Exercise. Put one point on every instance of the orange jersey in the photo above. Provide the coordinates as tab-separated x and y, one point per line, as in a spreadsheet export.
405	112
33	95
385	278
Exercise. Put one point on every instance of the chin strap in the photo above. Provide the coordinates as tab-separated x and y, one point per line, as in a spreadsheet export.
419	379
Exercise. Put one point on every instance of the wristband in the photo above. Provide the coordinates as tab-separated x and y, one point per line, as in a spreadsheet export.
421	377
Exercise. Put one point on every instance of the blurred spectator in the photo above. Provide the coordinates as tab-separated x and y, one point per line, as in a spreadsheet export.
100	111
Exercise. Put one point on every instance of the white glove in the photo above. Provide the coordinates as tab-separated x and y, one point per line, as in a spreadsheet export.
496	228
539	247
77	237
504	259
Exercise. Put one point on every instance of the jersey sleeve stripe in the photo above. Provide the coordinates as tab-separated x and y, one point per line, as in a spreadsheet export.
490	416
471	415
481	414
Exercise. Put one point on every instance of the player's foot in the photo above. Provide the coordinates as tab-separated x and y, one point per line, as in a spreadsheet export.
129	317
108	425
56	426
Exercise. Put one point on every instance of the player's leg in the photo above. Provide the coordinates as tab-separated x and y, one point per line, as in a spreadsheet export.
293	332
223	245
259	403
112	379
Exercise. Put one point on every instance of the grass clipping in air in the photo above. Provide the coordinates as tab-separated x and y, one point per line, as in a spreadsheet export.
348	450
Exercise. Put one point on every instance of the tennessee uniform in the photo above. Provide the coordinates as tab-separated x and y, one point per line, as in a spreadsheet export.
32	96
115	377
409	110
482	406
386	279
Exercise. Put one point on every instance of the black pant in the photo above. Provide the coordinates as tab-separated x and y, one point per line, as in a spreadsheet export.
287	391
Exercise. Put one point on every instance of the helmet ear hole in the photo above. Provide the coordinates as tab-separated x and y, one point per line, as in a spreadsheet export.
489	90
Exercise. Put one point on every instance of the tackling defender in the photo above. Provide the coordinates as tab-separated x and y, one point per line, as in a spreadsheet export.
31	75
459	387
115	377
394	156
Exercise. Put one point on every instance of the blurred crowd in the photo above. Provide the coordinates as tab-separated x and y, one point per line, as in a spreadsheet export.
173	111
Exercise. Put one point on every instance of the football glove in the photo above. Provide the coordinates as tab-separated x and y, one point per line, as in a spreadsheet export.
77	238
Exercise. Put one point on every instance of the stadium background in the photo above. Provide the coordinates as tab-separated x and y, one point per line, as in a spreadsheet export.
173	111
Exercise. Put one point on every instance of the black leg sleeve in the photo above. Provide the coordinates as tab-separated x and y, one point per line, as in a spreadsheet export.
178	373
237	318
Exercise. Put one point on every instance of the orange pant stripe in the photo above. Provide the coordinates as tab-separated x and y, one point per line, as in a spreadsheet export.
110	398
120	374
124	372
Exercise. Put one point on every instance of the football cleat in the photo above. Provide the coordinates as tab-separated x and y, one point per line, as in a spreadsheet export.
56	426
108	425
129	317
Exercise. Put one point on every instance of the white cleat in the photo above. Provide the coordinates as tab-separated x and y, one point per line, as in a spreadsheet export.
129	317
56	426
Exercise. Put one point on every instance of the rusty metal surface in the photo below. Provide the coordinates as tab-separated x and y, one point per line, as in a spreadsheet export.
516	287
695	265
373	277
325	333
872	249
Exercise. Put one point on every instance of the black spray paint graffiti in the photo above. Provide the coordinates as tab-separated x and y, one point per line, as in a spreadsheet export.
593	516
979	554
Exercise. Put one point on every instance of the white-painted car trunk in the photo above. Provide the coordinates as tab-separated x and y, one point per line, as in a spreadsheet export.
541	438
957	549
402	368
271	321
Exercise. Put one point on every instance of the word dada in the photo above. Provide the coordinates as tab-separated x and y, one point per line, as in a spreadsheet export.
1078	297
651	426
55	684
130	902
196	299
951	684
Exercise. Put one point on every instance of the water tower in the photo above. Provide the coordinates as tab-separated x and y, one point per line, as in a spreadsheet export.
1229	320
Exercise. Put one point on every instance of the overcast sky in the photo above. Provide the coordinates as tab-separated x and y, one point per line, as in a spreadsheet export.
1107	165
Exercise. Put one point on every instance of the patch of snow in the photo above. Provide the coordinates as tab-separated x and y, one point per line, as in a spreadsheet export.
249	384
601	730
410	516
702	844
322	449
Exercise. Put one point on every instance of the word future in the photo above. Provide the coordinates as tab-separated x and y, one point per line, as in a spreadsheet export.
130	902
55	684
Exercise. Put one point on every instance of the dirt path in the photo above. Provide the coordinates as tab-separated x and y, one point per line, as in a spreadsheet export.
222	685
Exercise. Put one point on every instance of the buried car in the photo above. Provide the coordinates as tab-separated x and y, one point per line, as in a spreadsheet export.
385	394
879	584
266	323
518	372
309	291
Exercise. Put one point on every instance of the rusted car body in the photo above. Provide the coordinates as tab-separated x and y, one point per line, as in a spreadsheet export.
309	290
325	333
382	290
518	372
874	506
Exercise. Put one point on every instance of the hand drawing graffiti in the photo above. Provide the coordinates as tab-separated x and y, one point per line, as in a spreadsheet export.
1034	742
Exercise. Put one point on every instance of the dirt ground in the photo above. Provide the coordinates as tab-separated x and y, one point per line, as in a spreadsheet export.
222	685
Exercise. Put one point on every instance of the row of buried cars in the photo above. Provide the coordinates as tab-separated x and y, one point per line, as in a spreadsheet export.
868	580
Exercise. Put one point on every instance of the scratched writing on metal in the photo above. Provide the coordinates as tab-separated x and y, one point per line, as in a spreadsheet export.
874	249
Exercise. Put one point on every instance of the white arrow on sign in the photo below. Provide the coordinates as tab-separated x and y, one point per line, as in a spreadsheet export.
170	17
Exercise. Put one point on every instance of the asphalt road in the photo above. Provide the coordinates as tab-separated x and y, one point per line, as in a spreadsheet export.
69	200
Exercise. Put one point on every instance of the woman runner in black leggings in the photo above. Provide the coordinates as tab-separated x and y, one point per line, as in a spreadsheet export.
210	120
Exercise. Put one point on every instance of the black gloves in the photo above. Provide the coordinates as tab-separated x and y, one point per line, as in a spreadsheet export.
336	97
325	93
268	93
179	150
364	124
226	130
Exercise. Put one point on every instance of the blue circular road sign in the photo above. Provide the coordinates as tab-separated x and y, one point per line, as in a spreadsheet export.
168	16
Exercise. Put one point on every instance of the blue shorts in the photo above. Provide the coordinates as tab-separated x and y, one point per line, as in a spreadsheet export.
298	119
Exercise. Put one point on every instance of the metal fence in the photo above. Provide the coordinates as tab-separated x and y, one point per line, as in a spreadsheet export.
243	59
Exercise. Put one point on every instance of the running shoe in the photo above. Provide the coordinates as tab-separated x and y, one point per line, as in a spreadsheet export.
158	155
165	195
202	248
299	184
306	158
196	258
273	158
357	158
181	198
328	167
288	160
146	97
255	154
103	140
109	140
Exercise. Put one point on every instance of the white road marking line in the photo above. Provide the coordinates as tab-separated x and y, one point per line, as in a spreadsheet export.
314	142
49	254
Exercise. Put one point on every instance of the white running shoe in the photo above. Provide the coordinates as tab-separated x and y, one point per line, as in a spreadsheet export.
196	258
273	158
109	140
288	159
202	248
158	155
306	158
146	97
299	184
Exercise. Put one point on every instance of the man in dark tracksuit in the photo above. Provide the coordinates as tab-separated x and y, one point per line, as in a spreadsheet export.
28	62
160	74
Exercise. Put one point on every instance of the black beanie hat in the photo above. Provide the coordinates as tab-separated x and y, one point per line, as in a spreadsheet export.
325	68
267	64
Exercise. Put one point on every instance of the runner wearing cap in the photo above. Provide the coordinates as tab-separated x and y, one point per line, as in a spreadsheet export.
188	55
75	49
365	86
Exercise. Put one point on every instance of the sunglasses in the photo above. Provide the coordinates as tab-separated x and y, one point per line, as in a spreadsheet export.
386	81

[YOUR TASK]
Repeat exactly, and only, the lines from the line with "Exercise. Put one point on every instance of the man" through the end of the listing above, both ends included.

[ANSWER SECTION]
Exercise. Put one point on every instance of the man in dark tracksuit in the photo above. Provide the coordinates as tab-separated x and y, one point per line, as in a spreadsheet export.
28	62
160	74
Exercise. Put one point on every instance of the black beanie hat in the photo above. Provide the coordinates as tab-separated x and y, one point per line, as in a spreadsheet export.
325	68
267	64
Exercise. Put one point on every instance of the runner wearing cap in the photo above. Provide the coordinates as tab-separated x and y, one point per line, as in a spreadsheet export.
188	55
75	49
365	86
Exercise. Put one point on every instance of the sunglasses in the photo above. Provide the coordinates as tab-separated x and y, one point per line, as in a spreadsheet export.
386	81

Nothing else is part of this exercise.